SET EXERCISE:
Rewrite the data below in full, with every polygon coordinate in the answers multiplied by 0.65 and rounded to a whole number, halves rounded up. Leave the pictures out of your answer.

### INFORMATION GIVEN ###

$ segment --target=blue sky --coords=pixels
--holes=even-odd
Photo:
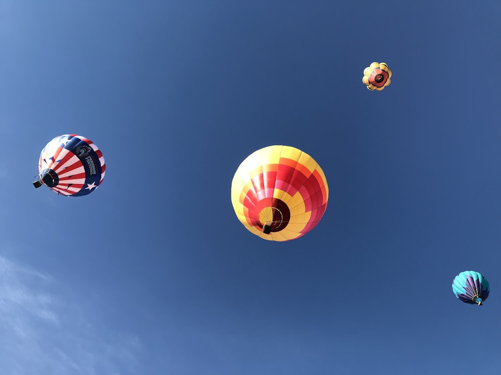
[[[42,4],[43,3],[43,4]],[[501,3],[0,2],[0,372],[501,371]],[[370,92],[384,61],[391,84]],[[103,184],[32,185],[54,137]],[[254,151],[325,173],[320,223],[254,236]],[[482,307],[453,295],[482,273]]]

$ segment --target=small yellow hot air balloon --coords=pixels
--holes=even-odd
[[[231,182],[238,220],[262,238],[287,241],[304,235],[325,212],[329,189],[317,162],[294,147],[274,146],[255,152]]]
[[[391,70],[386,62],[373,62],[364,70],[362,81],[369,90],[381,91],[390,84]]]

###

PROBLEM SOLUTION:
$ segment --target=blue sky --coords=pixels
--holes=even-odd
Photo:
[[[27,3],[28,2],[28,3]],[[326,2],[0,1],[0,242],[326,241]],[[241,60],[250,40],[254,55]],[[67,120],[21,120],[35,89]],[[165,98],[211,112],[208,145],[165,153]],[[313,200],[294,192],[313,177]]]

$ segment --target=small yellow hot air balloon --coords=pixels
--holes=even-odd
[[[150,118],[155,143],[170,155],[187,157],[198,153],[211,138],[214,123],[206,105],[191,96],[178,95],[166,99]]]
[[[254,46],[251,40],[242,40],[237,46],[235,53],[240,59],[248,59],[254,55]]]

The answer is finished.